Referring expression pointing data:
····················

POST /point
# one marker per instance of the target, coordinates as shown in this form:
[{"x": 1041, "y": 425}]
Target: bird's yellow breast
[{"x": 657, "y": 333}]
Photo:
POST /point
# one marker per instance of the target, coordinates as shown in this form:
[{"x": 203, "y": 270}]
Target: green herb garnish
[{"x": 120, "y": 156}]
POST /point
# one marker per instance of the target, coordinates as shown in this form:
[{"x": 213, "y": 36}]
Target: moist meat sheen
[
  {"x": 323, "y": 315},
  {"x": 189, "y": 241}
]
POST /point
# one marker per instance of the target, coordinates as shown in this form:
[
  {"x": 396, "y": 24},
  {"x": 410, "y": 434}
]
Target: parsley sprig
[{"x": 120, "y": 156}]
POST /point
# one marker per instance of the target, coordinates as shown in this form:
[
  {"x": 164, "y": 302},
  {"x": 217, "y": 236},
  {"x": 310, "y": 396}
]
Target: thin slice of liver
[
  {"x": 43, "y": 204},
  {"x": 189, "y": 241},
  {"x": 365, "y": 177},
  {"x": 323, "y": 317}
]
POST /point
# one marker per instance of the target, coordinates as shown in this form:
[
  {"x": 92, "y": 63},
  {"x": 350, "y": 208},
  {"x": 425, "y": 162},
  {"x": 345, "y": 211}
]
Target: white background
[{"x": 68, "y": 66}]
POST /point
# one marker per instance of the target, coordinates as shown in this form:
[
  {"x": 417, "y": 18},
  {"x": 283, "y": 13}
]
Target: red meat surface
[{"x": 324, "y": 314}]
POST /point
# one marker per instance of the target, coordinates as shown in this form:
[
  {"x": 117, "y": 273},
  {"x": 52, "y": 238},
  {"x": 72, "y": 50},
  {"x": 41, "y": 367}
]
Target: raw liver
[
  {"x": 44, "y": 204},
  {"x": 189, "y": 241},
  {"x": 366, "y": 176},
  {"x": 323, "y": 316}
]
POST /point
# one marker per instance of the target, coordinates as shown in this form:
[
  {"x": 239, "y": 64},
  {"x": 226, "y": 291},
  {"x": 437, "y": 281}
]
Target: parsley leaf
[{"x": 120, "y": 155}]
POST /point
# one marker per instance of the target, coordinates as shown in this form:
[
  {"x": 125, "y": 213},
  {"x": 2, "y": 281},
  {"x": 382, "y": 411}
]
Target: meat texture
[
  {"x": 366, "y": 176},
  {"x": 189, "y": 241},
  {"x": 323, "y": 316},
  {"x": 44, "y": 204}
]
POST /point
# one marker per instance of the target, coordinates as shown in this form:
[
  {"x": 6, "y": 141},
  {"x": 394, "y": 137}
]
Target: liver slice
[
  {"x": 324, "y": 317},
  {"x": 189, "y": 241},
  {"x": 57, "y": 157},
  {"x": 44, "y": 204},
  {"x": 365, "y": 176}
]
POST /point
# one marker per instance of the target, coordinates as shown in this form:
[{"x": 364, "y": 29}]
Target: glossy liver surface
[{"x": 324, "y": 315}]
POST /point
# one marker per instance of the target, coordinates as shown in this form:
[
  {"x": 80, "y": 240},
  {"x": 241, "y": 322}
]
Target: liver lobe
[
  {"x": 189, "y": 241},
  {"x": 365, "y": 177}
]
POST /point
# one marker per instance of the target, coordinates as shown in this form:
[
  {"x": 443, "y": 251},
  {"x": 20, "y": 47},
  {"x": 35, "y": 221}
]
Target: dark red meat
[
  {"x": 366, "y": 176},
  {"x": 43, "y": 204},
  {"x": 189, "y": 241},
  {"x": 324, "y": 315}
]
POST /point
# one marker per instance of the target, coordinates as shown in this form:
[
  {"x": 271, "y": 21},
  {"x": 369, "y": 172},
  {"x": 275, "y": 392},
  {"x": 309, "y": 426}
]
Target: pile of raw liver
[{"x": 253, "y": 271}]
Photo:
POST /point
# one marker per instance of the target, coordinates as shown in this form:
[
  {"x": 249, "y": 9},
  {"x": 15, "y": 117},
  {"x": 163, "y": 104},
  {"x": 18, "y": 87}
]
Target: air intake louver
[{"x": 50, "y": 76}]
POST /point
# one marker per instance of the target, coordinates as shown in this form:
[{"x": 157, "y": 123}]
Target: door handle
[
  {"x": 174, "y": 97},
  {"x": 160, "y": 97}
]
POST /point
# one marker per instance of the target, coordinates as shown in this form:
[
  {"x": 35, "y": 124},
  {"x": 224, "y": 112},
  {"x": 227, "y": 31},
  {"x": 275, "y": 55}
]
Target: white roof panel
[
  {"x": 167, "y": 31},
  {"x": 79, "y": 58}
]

····················

→ **YOUR ASSIGNMENT**:
Return the data in full, exactly as it appears above.

→ **ANSWER FOR THIS EXERCISE**:
POST /point
# one marker per instance of the target, coordinates as shown in this form:
[{"x": 1041, "y": 425}]
Target: bird's yellow breast
[{"x": 657, "y": 333}]
Photo:
POST /point
# one marker per instance of the target, coordinates as shown in this form:
[{"x": 203, "y": 270}]
Target: green herb garnish
[{"x": 120, "y": 156}]
POST /point
# one marker per instance of the target, coordinates as shown in this form:
[{"x": 213, "y": 36}]
Target: moist meat sheen
[
  {"x": 323, "y": 315},
  {"x": 189, "y": 241}
]
POST /point
# one marker per instance of the target, coordinates as shown in this form:
[
  {"x": 396, "y": 24},
  {"x": 410, "y": 434}
]
Target: parsley sprig
[{"x": 120, "y": 156}]
POST /point
# one marker per instance of the target, coordinates as shown in this form:
[
  {"x": 164, "y": 302},
  {"x": 217, "y": 236},
  {"x": 310, "y": 396}
]
Target: thin slice of liver
[
  {"x": 43, "y": 204},
  {"x": 189, "y": 241},
  {"x": 365, "y": 177},
  {"x": 323, "y": 317}
]
POST /point
# one marker per instance of the target, coordinates as shown in this form:
[
  {"x": 92, "y": 63},
  {"x": 350, "y": 208},
  {"x": 425, "y": 162},
  {"x": 345, "y": 211}
]
Target: white background
[{"x": 68, "y": 66}]
POST /point
# one marker per instance of the target, coordinates as shown in this form:
[
  {"x": 417, "y": 18},
  {"x": 283, "y": 13}
]
Target: red meat surface
[{"x": 324, "y": 314}]
POST /point
# one marker per instance of the target, coordinates as shown in this form:
[
  {"x": 117, "y": 273},
  {"x": 52, "y": 238},
  {"x": 72, "y": 50},
  {"x": 41, "y": 367}
]
Target: raw liver
[
  {"x": 44, "y": 204},
  {"x": 189, "y": 241},
  {"x": 366, "y": 176},
  {"x": 323, "y": 316}
]
POST /point
# one marker per instance of the target, coordinates as shown in this form:
[
  {"x": 239, "y": 64},
  {"x": 226, "y": 291},
  {"x": 437, "y": 281}
]
Target: parsley leaf
[{"x": 120, "y": 155}]
POST /point
# one marker per instance of the target, coordinates as shown in this form:
[
  {"x": 125, "y": 213},
  {"x": 2, "y": 281},
  {"x": 382, "y": 411}
]
Target: meat texture
[
  {"x": 366, "y": 176},
  {"x": 189, "y": 241},
  {"x": 323, "y": 316},
  {"x": 44, "y": 204}
]
POST /point
# one marker per instance of the target, coordinates as shown in this form:
[
  {"x": 6, "y": 141},
  {"x": 394, "y": 137}
]
Target: liver slice
[
  {"x": 324, "y": 317},
  {"x": 189, "y": 241},
  {"x": 57, "y": 157},
  {"x": 44, "y": 204},
  {"x": 365, "y": 176}
]
POST /point
# one marker per instance of the target, coordinates as shown in this form:
[{"x": 364, "y": 29}]
Target: glossy liver surface
[{"x": 324, "y": 315}]
POST /point
# one marker per instance of the target, coordinates as shown in this form:
[
  {"x": 80, "y": 240},
  {"x": 241, "y": 322}
]
Target: liver lobe
[
  {"x": 189, "y": 241},
  {"x": 365, "y": 177}
]
POST /point
# one marker per instance of the target, coordinates as shown in this form:
[
  {"x": 443, "y": 251},
  {"x": 20, "y": 47},
  {"x": 35, "y": 221}
]
Target: dark red meat
[
  {"x": 366, "y": 176},
  {"x": 43, "y": 204},
  {"x": 189, "y": 241},
  {"x": 324, "y": 315}
]
POST /point
# one marker per instance of the target, coordinates as shown in this form:
[
  {"x": 271, "y": 21},
  {"x": 369, "y": 172},
  {"x": 275, "y": 392},
  {"x": 309, "y": 426}
]
Target: pile of raw liver
[{"x": 253, "y": 271}]
Photo:
POST /point
# one marker per instance of the target, coordinates as shown in this form:
[
  {"x": 249, "y": 9},
  {"x": 15, "y": 117},
  {"x": 163, "y": 104},
  {"x": 18, "y": 87}
]
Target: air intake louver
[{"x": 50, "y": 76}]
POST /point
# one marker per instance of the target, coordinates as shown in this form:
[{"x": 157, "y": 123}]
Target: door handle
[
  {"x": 174, "y": 97},
  {"x": 160, "y": 97}
]
POST /point
# one marker per instance of the target, coordinates as shown in this form:
[
  {"x": 35, "y": 124},
  {"x": 224, "y": 112},
  {"x": 227, "y": 31},
  {"x": 275, "y": 55}
]
Target: white roof panel
[
  {"x": 167, "y": 31},
  {"x": 79, "y": 58}
]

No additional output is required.